Exercise passage ▸

▼

Dear Michael
It is indeed a brain injury and yet it is hardly ever discussed. I tell people I have a brain injury but they (a) dont believe me and(b) assume I am mentally retarded.
I have seen the images of a small area of my brain that has been killed off. An infarct in medic speak. This dead bit isnt ever going to heal. But the amazing brain will work around hat dead bit. Neuroplasticity in medic speak.
If I had my foot amputated then everyone will understand. But as its inside the head no one understands other than a fellow SS.
So you are quite right, the infarct is a wound.
I also took ages to fathom out that there was "the stroking" when the brain was dieing off. Probably less than a couple of hours. Then there was the medical settling, for me just five days, at which stage I was signed off medically. Then there was the rehab, which is in hospital until I had some capability then at home for the rest. The rehab does include some sort of convalescing when we learn how to cope with the brains damage.
The rehab is also when the brain is mending itself by rewiring so you are quite right, this is a form of healing. This part doesnt seem to have a recognzed beginning nor end and Im blowed if I can work out how I am ment to negotiate this stage.
Stroke is the cinderella illness. So little research. At last there are signs of interest in the brain functions, too late for you and me.
I have noticed loads of odd effects. The tooth thing is the most noteable but I get odd reaction all over. And that includes internal organs complaining or possibly just giving signals of complaint. SF is not understood and was hardly recognized by the medical profession until a few years ago. The terminology of "post stroke tiredness" is an insult. How I wish it was just tiredness, I might get a life back !
Then there is the timescale for recovery. I hope you are one of the "many months" survivors, when recovery is quick. But many of us are in the "many years" when recovery is slow. Im not sure that recovery ever will be complete.
I get a few moments when the SF clears. This has been just a few days in the past three years. I am hoping for more clear days and thenpermanent clear days, but I am not holding my breath.
So much for us SS to learn. So much.

▲

Problem requirements ▸ Put this sentence from the stroke recovery letter into Spanish: "So you are quite right, the infarct is a wound." The records that come next have nothing to do with the stroke recovery letter.

Extracted data ▸
▼

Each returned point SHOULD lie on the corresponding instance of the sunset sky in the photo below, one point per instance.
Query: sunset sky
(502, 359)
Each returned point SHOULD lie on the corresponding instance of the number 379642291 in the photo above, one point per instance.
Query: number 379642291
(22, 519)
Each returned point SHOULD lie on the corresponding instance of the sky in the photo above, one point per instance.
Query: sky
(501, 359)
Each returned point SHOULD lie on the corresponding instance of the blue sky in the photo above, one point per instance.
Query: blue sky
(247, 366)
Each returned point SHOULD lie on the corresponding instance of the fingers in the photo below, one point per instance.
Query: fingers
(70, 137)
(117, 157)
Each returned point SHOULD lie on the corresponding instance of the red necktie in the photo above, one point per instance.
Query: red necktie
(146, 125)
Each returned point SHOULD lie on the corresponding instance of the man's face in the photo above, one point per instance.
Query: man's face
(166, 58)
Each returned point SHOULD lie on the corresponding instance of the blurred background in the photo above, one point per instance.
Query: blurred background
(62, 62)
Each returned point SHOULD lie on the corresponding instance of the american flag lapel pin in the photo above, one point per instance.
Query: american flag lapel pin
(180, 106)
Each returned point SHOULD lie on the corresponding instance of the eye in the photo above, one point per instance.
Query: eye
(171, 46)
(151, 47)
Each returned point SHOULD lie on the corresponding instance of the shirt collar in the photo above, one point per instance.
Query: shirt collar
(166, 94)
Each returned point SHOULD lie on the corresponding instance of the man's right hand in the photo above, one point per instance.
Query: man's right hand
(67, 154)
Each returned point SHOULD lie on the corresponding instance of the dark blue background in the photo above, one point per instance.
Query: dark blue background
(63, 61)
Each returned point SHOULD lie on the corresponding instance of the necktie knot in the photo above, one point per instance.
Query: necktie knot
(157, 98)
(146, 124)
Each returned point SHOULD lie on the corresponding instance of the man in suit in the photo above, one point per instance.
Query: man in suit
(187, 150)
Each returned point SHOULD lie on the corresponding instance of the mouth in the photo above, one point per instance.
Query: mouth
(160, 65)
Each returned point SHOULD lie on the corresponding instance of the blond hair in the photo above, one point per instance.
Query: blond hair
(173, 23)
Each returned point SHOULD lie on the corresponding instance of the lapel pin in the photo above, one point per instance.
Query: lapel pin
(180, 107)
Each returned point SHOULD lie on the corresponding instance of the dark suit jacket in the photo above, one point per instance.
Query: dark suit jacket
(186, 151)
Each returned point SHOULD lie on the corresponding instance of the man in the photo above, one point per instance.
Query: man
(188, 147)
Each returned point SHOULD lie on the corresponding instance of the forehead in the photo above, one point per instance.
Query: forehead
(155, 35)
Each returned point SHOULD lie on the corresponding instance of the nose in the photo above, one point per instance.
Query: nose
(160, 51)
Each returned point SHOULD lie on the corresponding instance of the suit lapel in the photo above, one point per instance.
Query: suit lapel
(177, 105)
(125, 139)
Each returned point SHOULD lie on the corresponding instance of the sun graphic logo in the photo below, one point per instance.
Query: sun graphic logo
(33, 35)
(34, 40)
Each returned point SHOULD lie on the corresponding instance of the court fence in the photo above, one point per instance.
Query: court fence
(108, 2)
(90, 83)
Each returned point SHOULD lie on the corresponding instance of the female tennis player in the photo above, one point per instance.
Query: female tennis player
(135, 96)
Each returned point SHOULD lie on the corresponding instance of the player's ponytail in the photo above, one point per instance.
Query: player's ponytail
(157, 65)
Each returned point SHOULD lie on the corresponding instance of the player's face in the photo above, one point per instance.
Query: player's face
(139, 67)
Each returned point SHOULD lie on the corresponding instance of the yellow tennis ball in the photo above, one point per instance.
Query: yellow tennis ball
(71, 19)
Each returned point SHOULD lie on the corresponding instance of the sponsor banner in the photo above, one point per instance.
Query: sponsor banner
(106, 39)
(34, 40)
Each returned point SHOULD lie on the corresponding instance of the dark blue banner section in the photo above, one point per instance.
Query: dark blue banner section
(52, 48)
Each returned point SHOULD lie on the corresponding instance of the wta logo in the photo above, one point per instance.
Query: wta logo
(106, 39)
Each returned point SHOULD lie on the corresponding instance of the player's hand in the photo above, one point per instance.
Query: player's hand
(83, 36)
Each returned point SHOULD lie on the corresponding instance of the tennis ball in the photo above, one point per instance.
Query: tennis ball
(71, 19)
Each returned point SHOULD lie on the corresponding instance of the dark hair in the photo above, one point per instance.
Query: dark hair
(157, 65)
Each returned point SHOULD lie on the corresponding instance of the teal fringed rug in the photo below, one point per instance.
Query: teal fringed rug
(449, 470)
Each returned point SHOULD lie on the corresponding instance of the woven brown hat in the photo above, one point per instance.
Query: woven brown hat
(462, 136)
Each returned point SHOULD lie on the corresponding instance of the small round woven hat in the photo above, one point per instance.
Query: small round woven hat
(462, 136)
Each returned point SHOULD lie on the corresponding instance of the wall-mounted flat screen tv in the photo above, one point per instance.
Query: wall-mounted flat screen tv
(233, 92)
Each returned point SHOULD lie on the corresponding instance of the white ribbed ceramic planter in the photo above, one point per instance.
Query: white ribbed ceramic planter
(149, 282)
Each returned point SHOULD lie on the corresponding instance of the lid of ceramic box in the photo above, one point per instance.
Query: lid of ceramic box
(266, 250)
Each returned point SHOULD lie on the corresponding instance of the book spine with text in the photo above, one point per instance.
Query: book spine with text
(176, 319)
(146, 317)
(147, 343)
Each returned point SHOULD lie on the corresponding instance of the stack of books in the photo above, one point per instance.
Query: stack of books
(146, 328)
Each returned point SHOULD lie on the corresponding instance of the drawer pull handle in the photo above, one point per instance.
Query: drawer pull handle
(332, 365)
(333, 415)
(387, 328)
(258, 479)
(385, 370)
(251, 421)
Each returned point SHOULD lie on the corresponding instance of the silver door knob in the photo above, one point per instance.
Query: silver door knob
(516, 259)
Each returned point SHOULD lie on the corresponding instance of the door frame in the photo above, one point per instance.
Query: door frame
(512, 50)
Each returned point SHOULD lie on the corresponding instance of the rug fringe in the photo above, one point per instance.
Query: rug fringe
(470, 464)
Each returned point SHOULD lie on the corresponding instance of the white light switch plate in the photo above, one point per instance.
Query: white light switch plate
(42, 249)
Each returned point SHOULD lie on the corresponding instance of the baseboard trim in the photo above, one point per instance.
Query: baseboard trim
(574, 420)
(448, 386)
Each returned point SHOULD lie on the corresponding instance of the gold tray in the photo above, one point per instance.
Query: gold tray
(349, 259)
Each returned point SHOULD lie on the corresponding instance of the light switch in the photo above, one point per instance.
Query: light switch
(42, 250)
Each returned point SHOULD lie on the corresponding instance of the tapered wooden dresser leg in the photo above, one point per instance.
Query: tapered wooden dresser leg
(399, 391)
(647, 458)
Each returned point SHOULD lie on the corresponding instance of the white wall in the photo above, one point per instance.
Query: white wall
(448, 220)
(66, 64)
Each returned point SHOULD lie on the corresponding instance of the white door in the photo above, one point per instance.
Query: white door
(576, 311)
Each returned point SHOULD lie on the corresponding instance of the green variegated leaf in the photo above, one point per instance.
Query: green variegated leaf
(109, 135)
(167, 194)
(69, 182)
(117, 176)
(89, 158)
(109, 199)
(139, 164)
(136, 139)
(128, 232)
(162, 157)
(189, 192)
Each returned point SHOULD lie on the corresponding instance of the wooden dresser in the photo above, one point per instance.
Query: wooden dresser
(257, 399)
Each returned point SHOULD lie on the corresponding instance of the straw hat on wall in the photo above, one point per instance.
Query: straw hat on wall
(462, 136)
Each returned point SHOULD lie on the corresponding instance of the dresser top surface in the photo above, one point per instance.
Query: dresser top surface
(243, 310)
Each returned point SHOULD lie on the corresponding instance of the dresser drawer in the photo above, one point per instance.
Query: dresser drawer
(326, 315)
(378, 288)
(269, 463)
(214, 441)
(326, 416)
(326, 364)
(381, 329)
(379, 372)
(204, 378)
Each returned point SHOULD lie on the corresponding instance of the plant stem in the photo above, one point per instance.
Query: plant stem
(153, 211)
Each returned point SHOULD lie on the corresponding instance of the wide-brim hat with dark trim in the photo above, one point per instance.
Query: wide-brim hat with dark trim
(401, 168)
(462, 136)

▲

Written solution ▸ Así que tienes toda la razón, el infarto es una herida.